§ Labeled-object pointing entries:

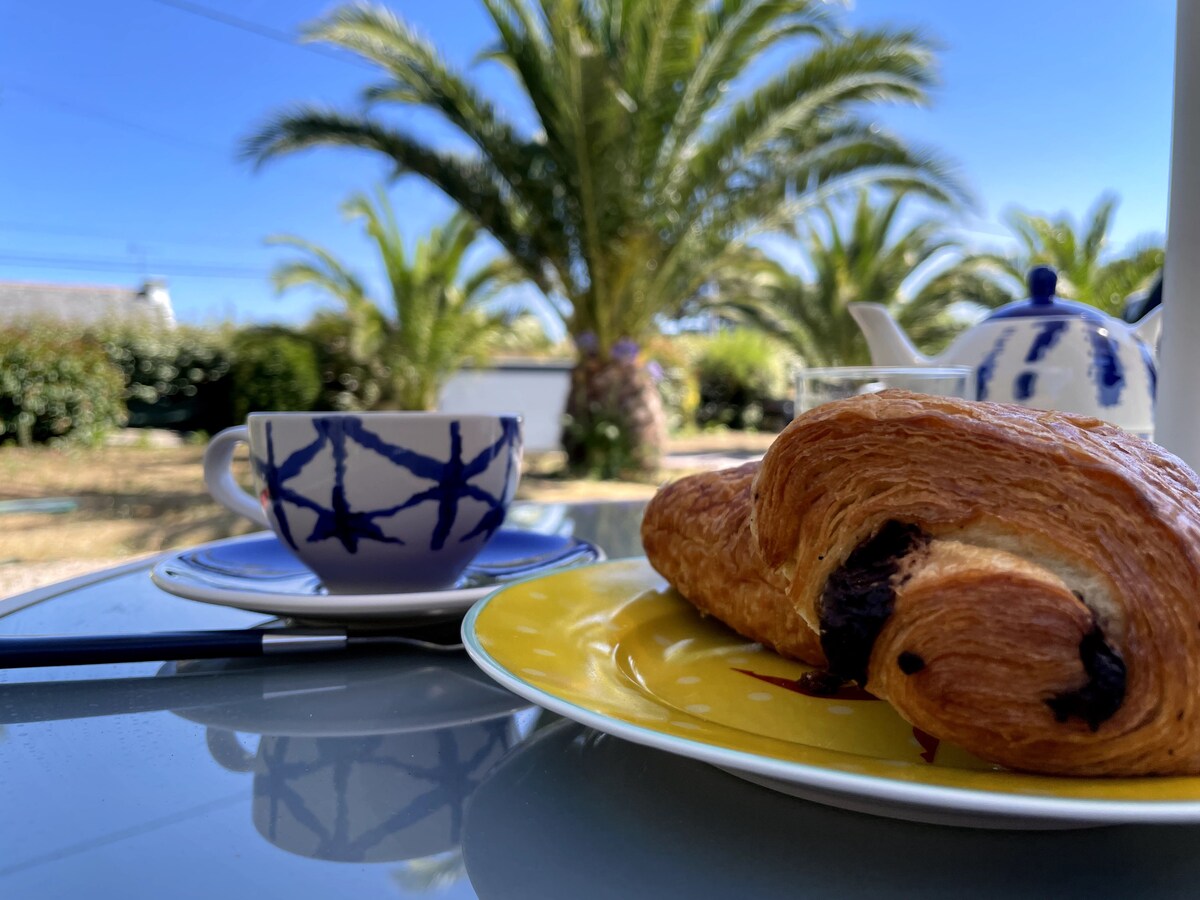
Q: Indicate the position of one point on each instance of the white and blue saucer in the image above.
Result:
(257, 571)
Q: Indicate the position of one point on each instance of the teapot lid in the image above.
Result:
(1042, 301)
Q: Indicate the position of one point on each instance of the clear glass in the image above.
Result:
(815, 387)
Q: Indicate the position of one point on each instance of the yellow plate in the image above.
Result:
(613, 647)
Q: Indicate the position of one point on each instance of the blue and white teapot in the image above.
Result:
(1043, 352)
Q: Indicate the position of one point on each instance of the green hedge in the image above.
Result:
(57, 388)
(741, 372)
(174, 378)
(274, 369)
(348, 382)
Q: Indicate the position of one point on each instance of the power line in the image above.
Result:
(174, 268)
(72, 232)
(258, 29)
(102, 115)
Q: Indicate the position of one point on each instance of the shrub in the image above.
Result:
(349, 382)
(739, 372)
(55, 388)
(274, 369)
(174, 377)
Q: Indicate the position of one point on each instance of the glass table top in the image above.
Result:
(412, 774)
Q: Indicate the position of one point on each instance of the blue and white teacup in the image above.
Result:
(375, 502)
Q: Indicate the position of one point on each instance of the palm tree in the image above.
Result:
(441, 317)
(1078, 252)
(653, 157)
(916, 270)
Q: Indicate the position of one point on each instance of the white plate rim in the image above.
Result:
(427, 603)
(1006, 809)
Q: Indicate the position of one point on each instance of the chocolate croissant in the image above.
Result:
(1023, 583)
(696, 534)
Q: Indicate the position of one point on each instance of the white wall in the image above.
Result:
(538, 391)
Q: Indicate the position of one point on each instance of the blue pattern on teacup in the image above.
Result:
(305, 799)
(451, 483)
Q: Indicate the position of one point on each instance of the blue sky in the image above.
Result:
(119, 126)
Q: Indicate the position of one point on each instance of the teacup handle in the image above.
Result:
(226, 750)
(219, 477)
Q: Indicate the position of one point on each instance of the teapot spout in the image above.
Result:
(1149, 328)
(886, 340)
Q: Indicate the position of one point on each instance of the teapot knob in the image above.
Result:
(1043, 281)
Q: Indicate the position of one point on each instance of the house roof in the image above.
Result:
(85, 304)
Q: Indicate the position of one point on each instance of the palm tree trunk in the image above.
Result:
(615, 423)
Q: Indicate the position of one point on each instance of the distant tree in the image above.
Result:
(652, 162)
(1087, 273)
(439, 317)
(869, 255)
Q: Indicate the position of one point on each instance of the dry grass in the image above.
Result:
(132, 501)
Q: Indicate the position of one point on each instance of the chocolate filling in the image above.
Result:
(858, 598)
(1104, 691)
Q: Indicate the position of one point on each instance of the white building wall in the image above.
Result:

§ Your goal: Rewrite everything from the line containing "lid in the image above." down to the line containing "(1043, 352)", both included, and keep every line. Offset each coordinate in the answers by adding 133 to both of its numbers, and leave all other text unchanged.

§ Complete answer:
Q: Indicate the position of one point on each instance of the teapot lid in the image above.
Result:
(1175, 434)
Q: Indicate the position of one point on each instance of the clear glass in the image above.
Result:
(948, 520)
Q: Indicate the position of one point on each instance of the yellow plate in the image above.
Result:
(746, 780)
Q: Indicate the position of one point on each instance of the blue and white teapot in the image above.
Result:
(1176, 485)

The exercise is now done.